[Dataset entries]
******************************

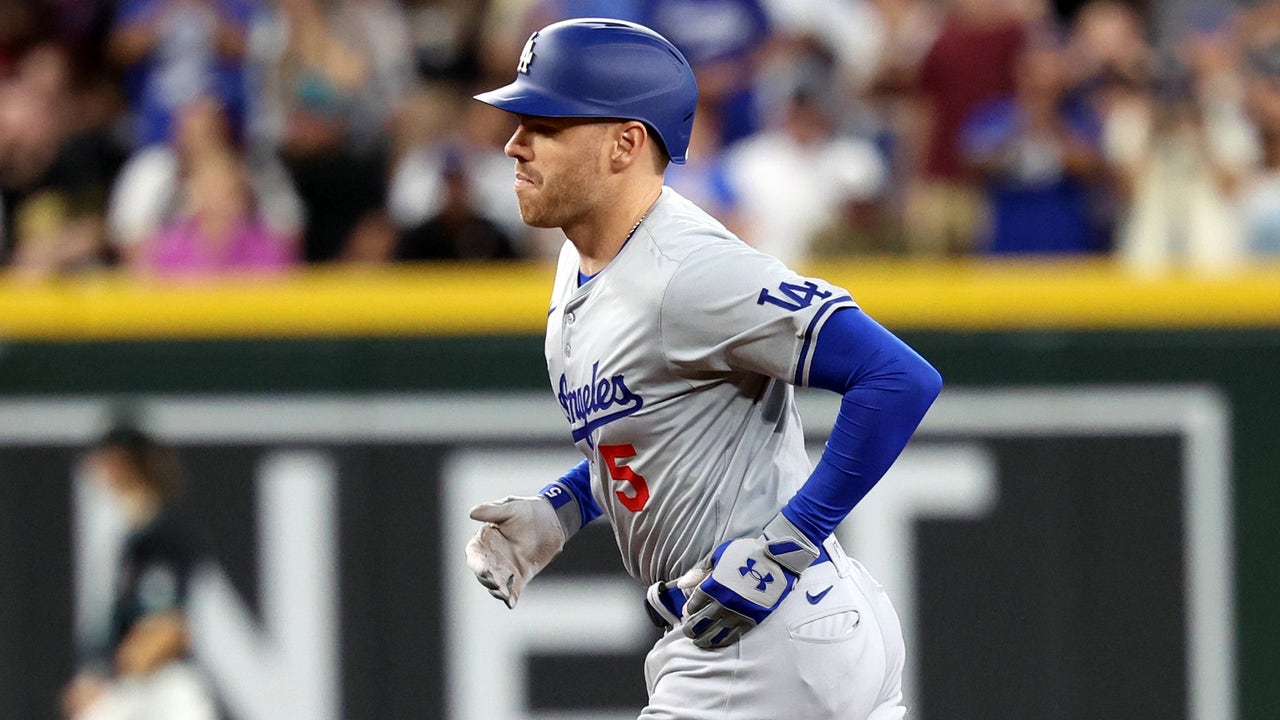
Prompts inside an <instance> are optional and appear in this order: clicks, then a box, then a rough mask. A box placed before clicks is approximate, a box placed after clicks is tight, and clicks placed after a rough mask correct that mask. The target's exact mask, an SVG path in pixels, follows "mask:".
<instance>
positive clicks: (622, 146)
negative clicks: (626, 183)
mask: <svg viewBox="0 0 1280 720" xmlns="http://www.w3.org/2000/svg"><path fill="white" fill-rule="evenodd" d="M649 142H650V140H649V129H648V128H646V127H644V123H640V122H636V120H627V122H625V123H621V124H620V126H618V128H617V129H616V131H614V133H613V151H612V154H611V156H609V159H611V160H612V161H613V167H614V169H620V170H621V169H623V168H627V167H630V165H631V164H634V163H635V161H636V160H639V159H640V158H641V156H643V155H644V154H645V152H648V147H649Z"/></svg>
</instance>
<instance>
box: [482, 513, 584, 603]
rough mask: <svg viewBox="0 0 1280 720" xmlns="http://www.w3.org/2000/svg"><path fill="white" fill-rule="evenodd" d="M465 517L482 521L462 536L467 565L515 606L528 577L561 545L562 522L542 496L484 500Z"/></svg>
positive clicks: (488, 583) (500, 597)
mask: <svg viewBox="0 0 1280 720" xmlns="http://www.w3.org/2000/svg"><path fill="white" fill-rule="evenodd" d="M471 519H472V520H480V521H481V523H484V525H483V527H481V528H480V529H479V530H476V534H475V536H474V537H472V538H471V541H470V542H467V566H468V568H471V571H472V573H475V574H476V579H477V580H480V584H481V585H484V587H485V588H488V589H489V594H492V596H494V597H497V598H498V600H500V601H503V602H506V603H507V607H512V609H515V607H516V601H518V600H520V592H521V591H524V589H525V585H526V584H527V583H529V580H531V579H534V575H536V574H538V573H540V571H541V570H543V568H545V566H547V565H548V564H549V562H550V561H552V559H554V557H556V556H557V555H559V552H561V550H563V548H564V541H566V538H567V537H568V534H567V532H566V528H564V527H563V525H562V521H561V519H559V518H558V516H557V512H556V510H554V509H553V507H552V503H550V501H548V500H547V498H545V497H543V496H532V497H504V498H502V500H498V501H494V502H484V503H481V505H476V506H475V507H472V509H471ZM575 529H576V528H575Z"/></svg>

******************************

§ Assignment
Identify all lines in the records above with the word "instance".

§ Exercise answer
Prompts inside an <instance> are optional and appear in this order: clicks, then a box, then a rough mask. A box placed before clicks is approximate, a box placed after clicks is tight, and clicks placed after a rough mask correct that mask. The target's exact mask, an SVG path in pixels, follows "mask:".
<instance>
</instance>
<instance>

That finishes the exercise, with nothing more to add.